▸ **Document passage**
•••

Row-crop suppliers focus on cost-optimized granular carriers and seed-treatment packages that align with precision planters. In greenhouse horticulture, wettable powders and liquid suspensions dominate because they integrate with fertigation systems and allow practitioners to adjust inoculum density in tandem with crop cycles. Cash-crop segments such as cotton and sugarcane expand steadily in Brazil and India, where phosphorus prices remain elevated and mycorrhizal input costs are amortized over multi-season benefits.
Note: Segment shares of all individual segments available upon report purchase
Geography Analysis
Europe retained a 55.3% share of the mycorrhiza-based biofertilizer market in 2024, underpinned by organic acreage exceeding 16.9 million ha and stringent fertilizer-reduction mandates. Germany, France, and Italy lead adoption through subsidy programs that reimburse up to 40% of biological-input costs. Eastern European nations increasingly deploy native strains to match continental ecological-risk guidelines.
North America is the fastest-growing region at an 8.4% CAGR, bolstered by robust on-farm trial networks such as GROWMARK MiField that validate economic returns across variable soil mosaics. United States Climate-Smart grant funding reimburses growers for biological-input expenditures, accelerating commercial experimentation. Canadian prairie growers leverage mycorrhizal inoculation to enhance oilseed drought tolerance, a critical trait as climate variability intensifies.
Asia-Pacific adoption gains pace in India, China, and Australia. India’s KRIBHCO-Novonesis alliance tailors formulations to red and lateritic soils, while Australian broad-acre wheat belts exploit fungal networks for moisture conservation. South American hectares grow steadily, with Brazil’s 83 registered multi-microbe products covering 70 million ha, a testament to regulator openness and producer receptiveness. Middle East and African uptake pivots on arid-land trials that demonstrate water-use efficiency and salinity tolerance benefits.

•••

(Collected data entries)

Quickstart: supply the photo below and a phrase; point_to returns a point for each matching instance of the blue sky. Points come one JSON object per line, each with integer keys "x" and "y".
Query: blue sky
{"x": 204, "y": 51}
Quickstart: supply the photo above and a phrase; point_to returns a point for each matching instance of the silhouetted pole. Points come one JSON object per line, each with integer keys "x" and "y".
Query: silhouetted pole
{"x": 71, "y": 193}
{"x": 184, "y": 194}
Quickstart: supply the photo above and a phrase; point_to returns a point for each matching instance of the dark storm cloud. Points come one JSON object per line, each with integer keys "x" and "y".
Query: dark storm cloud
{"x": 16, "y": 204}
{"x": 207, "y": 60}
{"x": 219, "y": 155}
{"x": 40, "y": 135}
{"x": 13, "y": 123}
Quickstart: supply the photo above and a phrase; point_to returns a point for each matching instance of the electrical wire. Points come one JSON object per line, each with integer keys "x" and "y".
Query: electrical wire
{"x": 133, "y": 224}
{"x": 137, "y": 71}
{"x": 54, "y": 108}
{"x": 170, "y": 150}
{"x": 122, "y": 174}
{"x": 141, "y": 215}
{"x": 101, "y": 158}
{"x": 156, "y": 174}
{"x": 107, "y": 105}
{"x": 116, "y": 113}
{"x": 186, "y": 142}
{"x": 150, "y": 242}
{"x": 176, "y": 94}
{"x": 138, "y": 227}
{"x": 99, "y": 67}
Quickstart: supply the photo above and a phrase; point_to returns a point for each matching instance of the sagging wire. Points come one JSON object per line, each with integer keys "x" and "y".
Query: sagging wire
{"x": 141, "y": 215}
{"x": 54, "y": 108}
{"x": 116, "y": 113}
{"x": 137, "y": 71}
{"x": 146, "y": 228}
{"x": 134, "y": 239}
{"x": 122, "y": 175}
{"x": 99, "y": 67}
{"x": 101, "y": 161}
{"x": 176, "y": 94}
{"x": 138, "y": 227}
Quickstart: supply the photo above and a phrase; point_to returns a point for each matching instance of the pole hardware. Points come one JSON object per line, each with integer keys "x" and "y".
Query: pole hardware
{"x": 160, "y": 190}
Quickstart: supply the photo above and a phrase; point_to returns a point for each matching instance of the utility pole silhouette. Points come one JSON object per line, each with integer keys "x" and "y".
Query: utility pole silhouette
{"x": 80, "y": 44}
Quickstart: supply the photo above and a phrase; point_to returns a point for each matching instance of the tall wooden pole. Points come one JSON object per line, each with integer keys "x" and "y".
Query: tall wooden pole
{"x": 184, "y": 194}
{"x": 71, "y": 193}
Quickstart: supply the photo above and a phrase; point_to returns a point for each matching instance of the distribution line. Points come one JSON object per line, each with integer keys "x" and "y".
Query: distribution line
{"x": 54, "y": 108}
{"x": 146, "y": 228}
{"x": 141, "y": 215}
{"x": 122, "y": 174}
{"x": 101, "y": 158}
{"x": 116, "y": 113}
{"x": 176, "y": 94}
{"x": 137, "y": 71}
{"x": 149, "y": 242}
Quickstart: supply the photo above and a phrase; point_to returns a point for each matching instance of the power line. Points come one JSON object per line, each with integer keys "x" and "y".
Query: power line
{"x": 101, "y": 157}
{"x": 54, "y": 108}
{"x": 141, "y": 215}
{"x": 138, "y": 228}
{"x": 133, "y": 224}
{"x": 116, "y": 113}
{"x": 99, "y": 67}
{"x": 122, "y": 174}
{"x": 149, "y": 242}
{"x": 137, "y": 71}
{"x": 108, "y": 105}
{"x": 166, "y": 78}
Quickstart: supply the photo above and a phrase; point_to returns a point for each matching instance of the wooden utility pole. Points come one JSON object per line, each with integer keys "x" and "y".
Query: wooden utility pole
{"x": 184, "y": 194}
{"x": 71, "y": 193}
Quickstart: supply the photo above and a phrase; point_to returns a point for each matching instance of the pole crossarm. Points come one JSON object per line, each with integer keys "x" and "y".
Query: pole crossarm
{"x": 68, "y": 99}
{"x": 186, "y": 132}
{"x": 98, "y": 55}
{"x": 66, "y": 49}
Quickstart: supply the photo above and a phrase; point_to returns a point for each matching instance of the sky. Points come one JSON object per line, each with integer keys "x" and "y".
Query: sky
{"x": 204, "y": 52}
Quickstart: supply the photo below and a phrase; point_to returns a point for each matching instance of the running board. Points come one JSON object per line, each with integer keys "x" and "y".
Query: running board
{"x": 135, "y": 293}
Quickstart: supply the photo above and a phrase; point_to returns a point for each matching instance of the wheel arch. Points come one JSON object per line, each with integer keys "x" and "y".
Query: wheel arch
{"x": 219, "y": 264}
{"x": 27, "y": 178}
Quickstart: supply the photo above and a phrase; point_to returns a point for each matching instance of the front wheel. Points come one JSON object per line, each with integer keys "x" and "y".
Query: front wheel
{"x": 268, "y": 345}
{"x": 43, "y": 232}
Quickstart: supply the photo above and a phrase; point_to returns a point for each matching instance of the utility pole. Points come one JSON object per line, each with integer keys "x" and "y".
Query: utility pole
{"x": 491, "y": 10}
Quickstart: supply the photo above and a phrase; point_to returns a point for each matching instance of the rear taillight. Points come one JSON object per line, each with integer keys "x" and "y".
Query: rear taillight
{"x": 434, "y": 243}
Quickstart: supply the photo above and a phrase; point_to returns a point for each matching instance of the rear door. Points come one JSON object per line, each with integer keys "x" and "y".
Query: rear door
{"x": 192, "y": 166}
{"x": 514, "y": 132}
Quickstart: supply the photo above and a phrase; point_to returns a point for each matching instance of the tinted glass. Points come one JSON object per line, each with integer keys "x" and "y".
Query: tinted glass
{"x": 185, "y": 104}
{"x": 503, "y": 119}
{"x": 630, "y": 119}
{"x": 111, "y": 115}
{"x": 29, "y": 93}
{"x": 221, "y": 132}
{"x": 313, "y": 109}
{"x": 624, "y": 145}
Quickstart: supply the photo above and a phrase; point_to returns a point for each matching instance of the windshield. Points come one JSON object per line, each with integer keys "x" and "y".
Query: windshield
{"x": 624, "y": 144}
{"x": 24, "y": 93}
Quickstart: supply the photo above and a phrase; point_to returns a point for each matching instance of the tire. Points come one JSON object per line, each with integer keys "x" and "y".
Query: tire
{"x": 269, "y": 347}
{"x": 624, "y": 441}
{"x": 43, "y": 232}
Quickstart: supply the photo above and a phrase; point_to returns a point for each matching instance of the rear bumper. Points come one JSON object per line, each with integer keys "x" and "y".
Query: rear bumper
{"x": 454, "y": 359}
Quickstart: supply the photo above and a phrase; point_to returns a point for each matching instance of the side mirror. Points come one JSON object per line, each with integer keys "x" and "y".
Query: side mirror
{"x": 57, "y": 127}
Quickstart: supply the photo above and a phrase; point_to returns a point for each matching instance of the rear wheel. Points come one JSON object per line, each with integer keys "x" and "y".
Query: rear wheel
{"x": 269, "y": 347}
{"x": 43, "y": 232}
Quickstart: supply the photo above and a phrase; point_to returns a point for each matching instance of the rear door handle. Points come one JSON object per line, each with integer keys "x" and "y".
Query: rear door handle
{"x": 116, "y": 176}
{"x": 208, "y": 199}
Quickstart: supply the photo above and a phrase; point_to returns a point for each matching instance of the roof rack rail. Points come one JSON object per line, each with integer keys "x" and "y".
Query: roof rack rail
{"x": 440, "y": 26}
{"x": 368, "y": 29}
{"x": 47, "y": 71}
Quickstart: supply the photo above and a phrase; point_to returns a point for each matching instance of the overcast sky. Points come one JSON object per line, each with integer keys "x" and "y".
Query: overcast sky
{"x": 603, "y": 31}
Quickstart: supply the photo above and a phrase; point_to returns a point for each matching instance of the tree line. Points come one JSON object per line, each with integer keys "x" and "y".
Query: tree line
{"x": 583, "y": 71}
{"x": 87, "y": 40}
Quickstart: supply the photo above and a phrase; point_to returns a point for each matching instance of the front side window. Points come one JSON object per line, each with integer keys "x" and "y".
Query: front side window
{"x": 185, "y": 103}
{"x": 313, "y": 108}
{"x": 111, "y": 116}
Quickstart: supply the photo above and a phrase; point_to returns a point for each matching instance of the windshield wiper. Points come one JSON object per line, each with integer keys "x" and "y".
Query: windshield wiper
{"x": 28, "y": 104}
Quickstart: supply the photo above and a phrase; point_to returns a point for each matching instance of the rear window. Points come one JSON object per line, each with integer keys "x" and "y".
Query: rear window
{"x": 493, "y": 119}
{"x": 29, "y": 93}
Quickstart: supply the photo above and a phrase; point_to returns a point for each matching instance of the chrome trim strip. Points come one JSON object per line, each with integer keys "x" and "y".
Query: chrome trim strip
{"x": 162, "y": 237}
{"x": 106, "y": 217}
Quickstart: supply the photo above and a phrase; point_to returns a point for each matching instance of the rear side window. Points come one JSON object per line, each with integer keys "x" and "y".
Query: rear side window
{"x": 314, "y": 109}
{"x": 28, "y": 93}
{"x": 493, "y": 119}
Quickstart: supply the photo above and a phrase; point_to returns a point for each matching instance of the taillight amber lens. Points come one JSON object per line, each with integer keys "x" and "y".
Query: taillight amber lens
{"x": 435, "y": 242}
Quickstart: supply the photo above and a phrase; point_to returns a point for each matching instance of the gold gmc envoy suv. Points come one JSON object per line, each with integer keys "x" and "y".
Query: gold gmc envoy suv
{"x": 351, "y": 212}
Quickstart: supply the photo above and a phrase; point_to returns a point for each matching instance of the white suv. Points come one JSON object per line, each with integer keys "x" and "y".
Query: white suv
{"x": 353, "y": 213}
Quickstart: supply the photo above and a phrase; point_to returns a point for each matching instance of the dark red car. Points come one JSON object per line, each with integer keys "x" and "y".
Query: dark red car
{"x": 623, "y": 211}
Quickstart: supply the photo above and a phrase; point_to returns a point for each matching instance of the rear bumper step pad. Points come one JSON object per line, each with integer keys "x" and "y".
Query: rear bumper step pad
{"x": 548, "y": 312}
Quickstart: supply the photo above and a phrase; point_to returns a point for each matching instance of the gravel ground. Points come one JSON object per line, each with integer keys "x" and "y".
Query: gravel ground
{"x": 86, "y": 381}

•••

▸ **Required tasks**
[1] From the biofertilizer market passage, list every product format that it names for row crops and greenhouse horticulture.
[2] Answer each question from the biofertilizer market passage:
(a) What share of the mycorrhiza-based biofertilizer market did Europe hold in 2024?
(b) At what CAGR is North America growing?
(c) How many registered multi-microbe products does Brazil have?
[3] Reproduce everything in the biofertilizer market passage from "North America is" down to "climate variability intensifies.", word for word.
The material above was gathered from a separate source.

▸ **Answers provided**
[1]
Granular carriers
Seed-treatment packages
Wettable powders
Liquid suspensions

[2]
(a) 55.3%
(b) 8.4%
(c) 83

[3]
North America is the fastest-growing region at an 8.4% CAGR, bolstered by robust on-farm trial networks such as GROWMARK MiField that validate economic returns across variable soil mosaics. United States Climate-Smart grant funding reimburses growers for biological-input expenditures, accelerating commercial experimentation. Canadian prairie growers leverage mycorrhizal inoculation to enhance oilseed drought tolerance, a critical trait as climate variability intensifies.